Given instruction — Reproduce the following text on the Notice of Enforcement word for word, from its heading to its final sentence.

***** Excerpt *****

Notice of Enforcement

Current regulations don't require the Notice of Enforcement to be sent by any form of secure post, only that Authorised High Court Enforcement Officers keep accurate records of when and how they are sent. This leaves the system open to abuse and criticism. We are committed to resolving this. 

Find out more from Chris Badger, Just's Director of Compliance.

"The Notice of Enforcement is the first letter that a High Court Enforcement Officer has to send. It's in a form that's prescribed by the Ministry of Justice, and gives the debtor seven days' notice to contact the High Court enforcement agency to discharge the debt in full, or to come to agreeable payment terms. If the debtor fails to do so, then the matter will be escalated to an enforcement agent and will make an attendance to the premises. One of the allegations that High Court enforcement businesses are often faced with by debtors are that the notice wasn't received, and that the first that the debtor became aware of the matter was when an agent knocks on the door. The other allegation is that enforcement agencies are deliberately avoiding sending the notice, in an effort to escalate the fees to a disproportionate level. What we're doing at Just is sending these notices out by verified recorded delivery. This is so that we can achieve extra compliance, and ensure that when a allegation is made that a notice isn't sent, that we can provide verified proof that the notice has been sent, in accordance with our documented procedures."

***** Data excerpt *****

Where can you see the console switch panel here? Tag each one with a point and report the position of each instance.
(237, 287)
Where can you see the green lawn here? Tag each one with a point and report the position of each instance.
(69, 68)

*****

Output below —
Notice of Enforcement

Current regulations don't require the Notice of Enforcement to be sent by any form of secure post, only that Authorised High Court Enforcement Officers keep accurate records of when and how they are sent. This leaves the system open to abuse and criticism. We are committed to resolving this. 

Find out more from Chris Badger, Just's Director of Compliance.

"The Notice of Enforcement is the first letter that a High Court Enforcement Officer has to send. It's in a form that's prescribed by the Ministry of Justice, and gives the debtor seven days' notice to contact the High Court enforcement agency to discharge the debt in full, or to come to agreeable payment terms. If the debtor fails to do so, then the matter will be escalated to an enforcement agent and will make an attendance to the premises. One of the allegations that High Court enforcement businesses are often faced with by debtors are that the notice wasn't received, and that the first that the debtor became aware of the matter was when an agent knocks on the door. The other allegation is that enforcement agencies are deliberately avoiding sending the notice, in an effort to escalate the fees to a disproportionate level. What we're doing at Just is sending these notices out by verified recorded delivery. This is so that we can achieve extra compliance, and ensure that when a allegation is made that a notice isn't sent, that we can provide verified proof that the notice has been sent, in accordance with our documented procedures."